Record excerpts

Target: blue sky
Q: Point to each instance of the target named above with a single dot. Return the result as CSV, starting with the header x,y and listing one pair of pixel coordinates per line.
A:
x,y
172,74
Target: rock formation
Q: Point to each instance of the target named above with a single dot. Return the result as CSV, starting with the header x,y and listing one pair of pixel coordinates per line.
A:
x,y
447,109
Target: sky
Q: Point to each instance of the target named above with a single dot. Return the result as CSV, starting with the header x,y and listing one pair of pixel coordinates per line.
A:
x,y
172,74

About this task
An exact copy of all the records is what is needed here.

Written reply
Target: blue sky
Q: Point to each instance of the target named above with a single dot. Return the result as CSV, starting with the header x,y and listing one pair of pixel coordinates per line.
A:
x,y
172,74
Target: rock formation
Q: Point to each instance of the target named above with a single dot. Return the result as CSV, starting with the header x,y and listing one pair of pixel coordinates per line.
A:
x,y
447,109
Target: sky
Q: Point to each instance of the target named above with a single dot. Return the result as CSV, starting with the header x,y and listing one pair of pixel coordinates per line.
A:
x,y
172,74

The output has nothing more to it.